• **Task details**: Rewrite the portion of the Dominican Republic business text that begins with the words "Doing Business In" and ends with "for seven indicators.", changing "decrease" to "decline" throughout.

• **Text for analysis**:
Dominican Republic

Doing Business In Dominican Republic

  1. The Dominican Republic is ranked 116th out of 185 economies in Doing Business 2013, recording a decrease of 3 points compared with last year. This decrease reflects lower scores for seven indicators.
  2. According to the most recent Enterprise Surveys (2010), the top obstacles to running a business are Electricity, Tax Rates, and Corruption. 49% of firms in Domincan Republic own generators to deal with the frequent power outages compared to 28.5% for the Latin America region 16.3% of firms reported having been solicited for at least one bribe in the past year, compared with only 9.6% of firms regionally.
  3. The Dominican Republic’s economic freedom score is 60.2, making its economy the 89th freest in the 2012 Index. Its overall score is 0.2 point higher than last year due to modest improvements in labor freedom and the control of government spending. The Dominican Republic is ranked 18th out of 29 countries in the South and Central America/Caribbean region, and its score is about average for the region.

Source: World Bank


Visa Information

Tourist cards, available upon arrival for US$10, are issued to foreign visitors from Argentina, Australia, Austria, Belgium, Brazil, Canada, Chile, Denmark, France, Germany, Greece, Ireland, Israel, Italy, Japan, Mexico, Netherlands, Portugal, Russia, Spain, Sweden, Switzerland, South Africa the UK and USA, among many others.

Business Etiquette

Relationships & Communication
  • Networking is important part of business since it broadens your base of contacts, and therefore, people who can smooth the way for you.
  • This is a country where knowing the right person is often more important than what you know.
  • Doing favours and collecting favours owed is a highly developed art form.
  • Name-dropping is commonplace and nepotism does not have the negative connotation it has in many other countries.
  • Trust is crucial to developing relationships.
  • It is important that you treat business colleagues with respect and not do anything to cause them loss of face.
  • Appearances matter. Dress conservatively but well.
  • Senior positions in business are predominately held by the upper class; therefore, it is important that you pay attention to the hierarchy and show appropriate deference and respect to those in positions of authority.
  • Dominicans can be direct communicators and are not afraid to say what they feel.
Business Meeting Etiquette
  • Business appointments are required and can often be scheduled on short notice; however, it is best to make them 2 to 3 weeks in advance by telephone, email or fax.

• **Data extracts**:
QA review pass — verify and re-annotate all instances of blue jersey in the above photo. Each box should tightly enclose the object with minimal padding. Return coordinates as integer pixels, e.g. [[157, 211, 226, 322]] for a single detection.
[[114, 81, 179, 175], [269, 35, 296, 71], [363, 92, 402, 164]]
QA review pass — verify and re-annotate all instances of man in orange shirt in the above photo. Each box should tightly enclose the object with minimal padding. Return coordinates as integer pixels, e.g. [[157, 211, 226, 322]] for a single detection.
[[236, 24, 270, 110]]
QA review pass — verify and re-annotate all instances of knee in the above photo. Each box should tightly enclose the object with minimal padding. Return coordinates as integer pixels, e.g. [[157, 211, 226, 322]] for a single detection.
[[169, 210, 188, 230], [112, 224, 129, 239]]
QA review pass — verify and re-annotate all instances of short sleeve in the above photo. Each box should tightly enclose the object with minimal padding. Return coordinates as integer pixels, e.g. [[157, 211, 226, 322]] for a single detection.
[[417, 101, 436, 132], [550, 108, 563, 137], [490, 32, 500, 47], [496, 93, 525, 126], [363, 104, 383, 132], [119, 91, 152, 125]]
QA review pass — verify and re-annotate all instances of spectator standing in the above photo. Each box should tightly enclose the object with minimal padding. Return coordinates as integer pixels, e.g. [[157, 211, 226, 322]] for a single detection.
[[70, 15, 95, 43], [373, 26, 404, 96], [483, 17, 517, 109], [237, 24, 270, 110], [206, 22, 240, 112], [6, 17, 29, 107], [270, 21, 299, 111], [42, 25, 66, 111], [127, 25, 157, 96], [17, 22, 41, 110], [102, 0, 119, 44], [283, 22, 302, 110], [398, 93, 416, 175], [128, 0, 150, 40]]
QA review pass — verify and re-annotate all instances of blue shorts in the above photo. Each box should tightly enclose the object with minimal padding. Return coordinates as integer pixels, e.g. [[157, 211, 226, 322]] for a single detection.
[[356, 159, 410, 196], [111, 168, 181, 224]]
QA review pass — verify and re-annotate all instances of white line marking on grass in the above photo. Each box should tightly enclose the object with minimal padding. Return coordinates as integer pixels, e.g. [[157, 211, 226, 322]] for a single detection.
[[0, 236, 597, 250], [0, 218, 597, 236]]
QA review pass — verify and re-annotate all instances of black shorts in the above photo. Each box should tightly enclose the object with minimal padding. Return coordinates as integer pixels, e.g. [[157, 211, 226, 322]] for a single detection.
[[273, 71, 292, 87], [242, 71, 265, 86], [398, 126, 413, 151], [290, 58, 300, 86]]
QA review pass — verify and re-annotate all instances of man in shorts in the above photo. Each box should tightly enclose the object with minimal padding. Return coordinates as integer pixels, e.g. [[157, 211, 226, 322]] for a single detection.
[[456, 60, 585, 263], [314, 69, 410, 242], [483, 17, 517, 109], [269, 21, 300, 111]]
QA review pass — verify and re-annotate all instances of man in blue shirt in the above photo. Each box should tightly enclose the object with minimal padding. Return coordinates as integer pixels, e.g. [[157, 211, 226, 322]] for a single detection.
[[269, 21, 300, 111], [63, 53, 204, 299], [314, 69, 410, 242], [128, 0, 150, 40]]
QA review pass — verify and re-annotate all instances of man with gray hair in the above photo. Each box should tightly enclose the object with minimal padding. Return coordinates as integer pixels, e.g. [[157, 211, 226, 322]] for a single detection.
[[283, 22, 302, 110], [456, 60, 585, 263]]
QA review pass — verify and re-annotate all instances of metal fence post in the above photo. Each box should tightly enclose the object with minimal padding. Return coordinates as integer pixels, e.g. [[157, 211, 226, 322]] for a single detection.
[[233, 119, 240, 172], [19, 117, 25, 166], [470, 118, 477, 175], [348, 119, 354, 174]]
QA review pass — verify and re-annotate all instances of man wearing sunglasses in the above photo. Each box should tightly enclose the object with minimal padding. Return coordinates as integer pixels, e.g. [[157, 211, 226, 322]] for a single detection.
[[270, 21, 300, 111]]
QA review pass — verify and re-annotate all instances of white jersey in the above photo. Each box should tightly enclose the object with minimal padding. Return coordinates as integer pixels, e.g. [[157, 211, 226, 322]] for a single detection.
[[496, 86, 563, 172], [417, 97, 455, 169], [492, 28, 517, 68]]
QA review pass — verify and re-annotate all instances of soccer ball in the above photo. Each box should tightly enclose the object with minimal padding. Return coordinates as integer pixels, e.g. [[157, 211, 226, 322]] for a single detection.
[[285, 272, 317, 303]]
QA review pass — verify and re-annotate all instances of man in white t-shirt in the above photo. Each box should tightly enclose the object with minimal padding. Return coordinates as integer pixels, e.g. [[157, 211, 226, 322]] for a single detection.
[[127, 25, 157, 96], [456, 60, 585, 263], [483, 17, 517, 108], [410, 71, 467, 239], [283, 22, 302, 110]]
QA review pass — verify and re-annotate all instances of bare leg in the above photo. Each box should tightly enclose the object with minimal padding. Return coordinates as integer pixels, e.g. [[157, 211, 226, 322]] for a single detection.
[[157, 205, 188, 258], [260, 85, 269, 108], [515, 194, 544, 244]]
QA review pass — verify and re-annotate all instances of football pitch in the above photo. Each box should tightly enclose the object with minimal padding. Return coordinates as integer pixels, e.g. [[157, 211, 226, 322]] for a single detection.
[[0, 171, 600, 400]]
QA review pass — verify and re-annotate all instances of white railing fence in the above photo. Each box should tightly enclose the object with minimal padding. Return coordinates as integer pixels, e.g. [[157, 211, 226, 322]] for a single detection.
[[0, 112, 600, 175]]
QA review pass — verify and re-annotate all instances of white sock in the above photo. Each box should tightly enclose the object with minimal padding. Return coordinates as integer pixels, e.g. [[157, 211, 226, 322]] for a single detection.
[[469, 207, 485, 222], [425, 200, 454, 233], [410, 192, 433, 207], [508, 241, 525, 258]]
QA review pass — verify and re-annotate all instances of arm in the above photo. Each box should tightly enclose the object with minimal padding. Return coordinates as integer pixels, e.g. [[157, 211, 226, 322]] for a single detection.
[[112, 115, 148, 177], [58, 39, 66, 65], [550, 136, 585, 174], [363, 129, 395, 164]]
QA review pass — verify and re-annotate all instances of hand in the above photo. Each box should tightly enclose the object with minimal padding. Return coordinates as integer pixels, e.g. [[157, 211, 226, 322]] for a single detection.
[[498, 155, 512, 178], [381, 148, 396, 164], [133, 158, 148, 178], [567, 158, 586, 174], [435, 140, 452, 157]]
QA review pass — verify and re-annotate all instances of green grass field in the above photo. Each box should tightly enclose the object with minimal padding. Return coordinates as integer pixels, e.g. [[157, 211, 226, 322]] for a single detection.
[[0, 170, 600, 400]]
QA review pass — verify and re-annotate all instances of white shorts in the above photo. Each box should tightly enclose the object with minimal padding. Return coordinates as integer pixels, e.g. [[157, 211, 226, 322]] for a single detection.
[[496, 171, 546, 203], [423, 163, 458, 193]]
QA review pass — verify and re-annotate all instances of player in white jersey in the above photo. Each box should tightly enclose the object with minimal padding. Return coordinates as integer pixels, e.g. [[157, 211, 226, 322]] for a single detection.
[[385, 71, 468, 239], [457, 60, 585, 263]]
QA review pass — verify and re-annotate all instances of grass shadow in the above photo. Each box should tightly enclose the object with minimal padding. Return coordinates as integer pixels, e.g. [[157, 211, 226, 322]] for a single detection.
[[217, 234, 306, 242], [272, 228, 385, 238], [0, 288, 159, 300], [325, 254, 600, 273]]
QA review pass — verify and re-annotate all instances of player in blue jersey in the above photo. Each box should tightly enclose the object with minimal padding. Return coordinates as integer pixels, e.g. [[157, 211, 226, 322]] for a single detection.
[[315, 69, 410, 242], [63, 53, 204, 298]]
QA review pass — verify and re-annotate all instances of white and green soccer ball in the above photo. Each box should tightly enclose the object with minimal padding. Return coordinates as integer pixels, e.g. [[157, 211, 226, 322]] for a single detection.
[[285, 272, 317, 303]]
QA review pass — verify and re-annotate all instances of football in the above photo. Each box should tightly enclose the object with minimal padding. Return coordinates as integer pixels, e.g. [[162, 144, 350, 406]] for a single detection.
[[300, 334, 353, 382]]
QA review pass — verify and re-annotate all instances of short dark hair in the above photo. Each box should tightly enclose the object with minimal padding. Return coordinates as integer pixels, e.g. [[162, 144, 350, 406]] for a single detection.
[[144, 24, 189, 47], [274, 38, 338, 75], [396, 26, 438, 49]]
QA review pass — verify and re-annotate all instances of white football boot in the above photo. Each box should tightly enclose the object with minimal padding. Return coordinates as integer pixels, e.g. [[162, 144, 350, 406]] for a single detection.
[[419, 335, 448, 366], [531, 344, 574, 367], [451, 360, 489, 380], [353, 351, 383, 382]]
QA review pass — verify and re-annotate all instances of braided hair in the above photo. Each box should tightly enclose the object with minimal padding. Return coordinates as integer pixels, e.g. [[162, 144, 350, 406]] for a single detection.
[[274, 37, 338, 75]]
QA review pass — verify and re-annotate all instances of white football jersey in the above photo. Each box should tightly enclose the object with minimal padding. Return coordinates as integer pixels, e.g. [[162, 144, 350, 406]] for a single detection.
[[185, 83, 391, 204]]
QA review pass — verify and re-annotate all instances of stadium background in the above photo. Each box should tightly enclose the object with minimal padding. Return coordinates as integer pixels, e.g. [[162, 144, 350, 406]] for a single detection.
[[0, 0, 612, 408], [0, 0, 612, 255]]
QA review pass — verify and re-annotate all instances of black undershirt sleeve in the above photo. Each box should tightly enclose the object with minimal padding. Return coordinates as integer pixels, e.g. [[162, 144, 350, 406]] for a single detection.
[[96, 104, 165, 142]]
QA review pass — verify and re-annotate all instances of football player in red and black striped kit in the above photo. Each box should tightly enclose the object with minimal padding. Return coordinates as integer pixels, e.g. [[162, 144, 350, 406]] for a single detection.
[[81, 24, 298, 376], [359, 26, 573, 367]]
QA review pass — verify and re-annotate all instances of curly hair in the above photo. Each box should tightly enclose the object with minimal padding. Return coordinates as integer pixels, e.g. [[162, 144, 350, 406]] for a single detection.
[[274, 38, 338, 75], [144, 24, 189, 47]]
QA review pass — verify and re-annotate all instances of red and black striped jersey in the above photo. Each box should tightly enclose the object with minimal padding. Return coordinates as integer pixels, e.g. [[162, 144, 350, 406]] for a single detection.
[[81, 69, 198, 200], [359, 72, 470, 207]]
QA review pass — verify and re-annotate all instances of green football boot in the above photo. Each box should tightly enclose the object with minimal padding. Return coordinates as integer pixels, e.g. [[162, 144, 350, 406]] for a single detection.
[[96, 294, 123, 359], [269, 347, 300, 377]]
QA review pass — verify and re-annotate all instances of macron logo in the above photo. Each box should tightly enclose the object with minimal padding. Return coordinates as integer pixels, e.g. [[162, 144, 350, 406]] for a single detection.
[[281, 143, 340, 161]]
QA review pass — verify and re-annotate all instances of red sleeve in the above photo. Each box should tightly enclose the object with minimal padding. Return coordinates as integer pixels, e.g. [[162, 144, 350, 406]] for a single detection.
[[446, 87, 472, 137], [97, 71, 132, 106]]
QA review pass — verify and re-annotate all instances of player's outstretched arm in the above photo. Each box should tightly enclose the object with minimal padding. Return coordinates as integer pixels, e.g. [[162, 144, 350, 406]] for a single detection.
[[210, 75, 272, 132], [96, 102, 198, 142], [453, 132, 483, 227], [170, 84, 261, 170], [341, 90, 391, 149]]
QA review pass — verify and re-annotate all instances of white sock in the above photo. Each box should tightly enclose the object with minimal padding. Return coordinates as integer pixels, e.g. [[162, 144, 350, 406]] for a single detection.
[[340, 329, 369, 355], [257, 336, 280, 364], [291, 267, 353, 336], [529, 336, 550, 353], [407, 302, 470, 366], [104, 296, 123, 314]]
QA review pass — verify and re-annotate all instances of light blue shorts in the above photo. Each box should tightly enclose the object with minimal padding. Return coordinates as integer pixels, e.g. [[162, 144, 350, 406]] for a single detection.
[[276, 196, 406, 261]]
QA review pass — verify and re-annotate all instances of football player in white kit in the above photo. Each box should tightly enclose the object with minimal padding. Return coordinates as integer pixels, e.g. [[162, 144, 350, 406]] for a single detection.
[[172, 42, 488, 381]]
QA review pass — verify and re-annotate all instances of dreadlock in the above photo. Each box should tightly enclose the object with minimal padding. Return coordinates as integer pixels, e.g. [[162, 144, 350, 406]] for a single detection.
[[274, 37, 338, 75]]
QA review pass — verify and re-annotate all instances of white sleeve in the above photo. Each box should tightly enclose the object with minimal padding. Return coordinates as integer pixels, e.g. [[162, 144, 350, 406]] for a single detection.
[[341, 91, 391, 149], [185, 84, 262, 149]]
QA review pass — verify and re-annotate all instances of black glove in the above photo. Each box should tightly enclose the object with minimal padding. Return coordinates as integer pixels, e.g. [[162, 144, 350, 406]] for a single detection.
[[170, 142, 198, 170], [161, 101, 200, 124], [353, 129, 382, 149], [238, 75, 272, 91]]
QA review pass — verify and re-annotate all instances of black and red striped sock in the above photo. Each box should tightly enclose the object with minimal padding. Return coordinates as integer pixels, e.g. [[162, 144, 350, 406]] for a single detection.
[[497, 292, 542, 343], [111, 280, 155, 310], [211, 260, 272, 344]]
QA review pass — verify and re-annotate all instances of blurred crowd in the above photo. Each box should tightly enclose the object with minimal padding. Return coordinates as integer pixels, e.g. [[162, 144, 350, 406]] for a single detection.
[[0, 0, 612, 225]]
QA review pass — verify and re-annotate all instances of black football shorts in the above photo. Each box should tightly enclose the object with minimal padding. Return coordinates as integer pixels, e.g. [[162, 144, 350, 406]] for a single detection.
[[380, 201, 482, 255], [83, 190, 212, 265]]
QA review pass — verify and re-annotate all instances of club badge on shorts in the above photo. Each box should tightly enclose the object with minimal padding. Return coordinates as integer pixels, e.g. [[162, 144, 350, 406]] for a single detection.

• **Exercise response**:
Doing Business In Dominican Republic

  1. The Dominican Republic is ranked 116th out of 185 economies in Doing Business 2013, recording a decline of 3 points compared with last year. This decline reflects lower scores for seven indicators.